Extracted data entries:
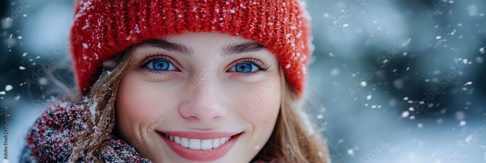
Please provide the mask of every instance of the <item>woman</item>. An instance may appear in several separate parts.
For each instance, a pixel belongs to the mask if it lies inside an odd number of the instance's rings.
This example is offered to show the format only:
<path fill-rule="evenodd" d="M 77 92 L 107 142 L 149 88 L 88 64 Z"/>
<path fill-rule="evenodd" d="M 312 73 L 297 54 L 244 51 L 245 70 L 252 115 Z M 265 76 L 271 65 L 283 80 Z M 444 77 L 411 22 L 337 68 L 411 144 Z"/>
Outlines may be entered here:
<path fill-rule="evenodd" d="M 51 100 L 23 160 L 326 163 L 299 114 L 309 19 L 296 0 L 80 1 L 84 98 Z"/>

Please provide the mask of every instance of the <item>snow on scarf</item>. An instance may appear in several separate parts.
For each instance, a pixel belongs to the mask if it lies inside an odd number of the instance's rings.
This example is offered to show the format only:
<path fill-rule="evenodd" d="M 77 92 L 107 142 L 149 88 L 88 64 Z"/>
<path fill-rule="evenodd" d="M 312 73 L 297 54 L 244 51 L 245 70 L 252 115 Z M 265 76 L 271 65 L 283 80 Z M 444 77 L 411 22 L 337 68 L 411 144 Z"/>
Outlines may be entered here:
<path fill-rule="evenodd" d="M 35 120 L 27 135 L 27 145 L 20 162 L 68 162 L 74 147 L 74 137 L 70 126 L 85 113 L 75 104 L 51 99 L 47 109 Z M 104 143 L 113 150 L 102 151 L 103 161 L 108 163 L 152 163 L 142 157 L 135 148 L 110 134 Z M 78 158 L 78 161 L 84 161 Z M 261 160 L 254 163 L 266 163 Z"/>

§ Exercise requirements
Put the records above into a two-column CSV with the columns input and output. Give one row per answer, with the text leading up to that answer in input and the answer itself in output, each as one quoted field with line breaks replaced by spaces. Include all the records and leave the pictures out.

§ Output below
input,output
"Please provide the mask of every instance of the <item>woman</item>. An instance may appear in several separate parts. For each instance, a pixel belongs to the mask if it lies inside an odd number of the instance's rings. This example is offered to show the format only: <path fill-rule=""evenodd"" d=""M 77 92 L 107 142 L 149 88 L 88 64 Z""/> <path fill-rule=""evenodd"" d=""M 312 73 L 297 54 L 244 51 L 245 70 L 252 115 Z M 265 76 L 271 65 L 283 80 Z M 444 77 L 411 22 L 337 68 L 411 144 Z""/> Outlines may be entered here:","<path fill-rule=""evenodd"" d=""M 51 100 L 23 160 L 326 163 L 299 114 L 309 19 L 296 0 L 80 1 L 84 98 Z""/>"
"Please provide the mask of every instance of the <item>snow on scarf</item>. An instance may appear in several separate parts. For each instance, a pixel belongs to the mask if it lies inside an odd number of the instance's rings. This example is offered to show the format only: <path fill-rule=""evenodd"" d=""M 77 92 L 107 142 L 149 88 L 88 64 Z""/> <path fill-rule=""evenodd"" d=""M 312 73 L 297 54 L 244 51 L 245 70 L 252 115 Z M 265 76 L 271 65 L 283 80 Z M 444 77 L 411 22 L 337 68 L 411 144 Z""/> Outlines may be entered here:","<path fill-rule=""evenodd"" d=""M 35 120 L 27 135 L 27 145 L 20 162 L 68 162 L 74 147 L 74 137 L 70 126 L 85 113 L 75 104 L 51 99 L 47 109 Z M 104 143 L 113 150 L 102 151 L 103 161 L 108 163 L 152 163 L 142 157 L 135 148 L 110 134 Z M 78 158 L 78 161 L 84 161 Z M 261 160 L 254 163 L 266 163 Z""/>"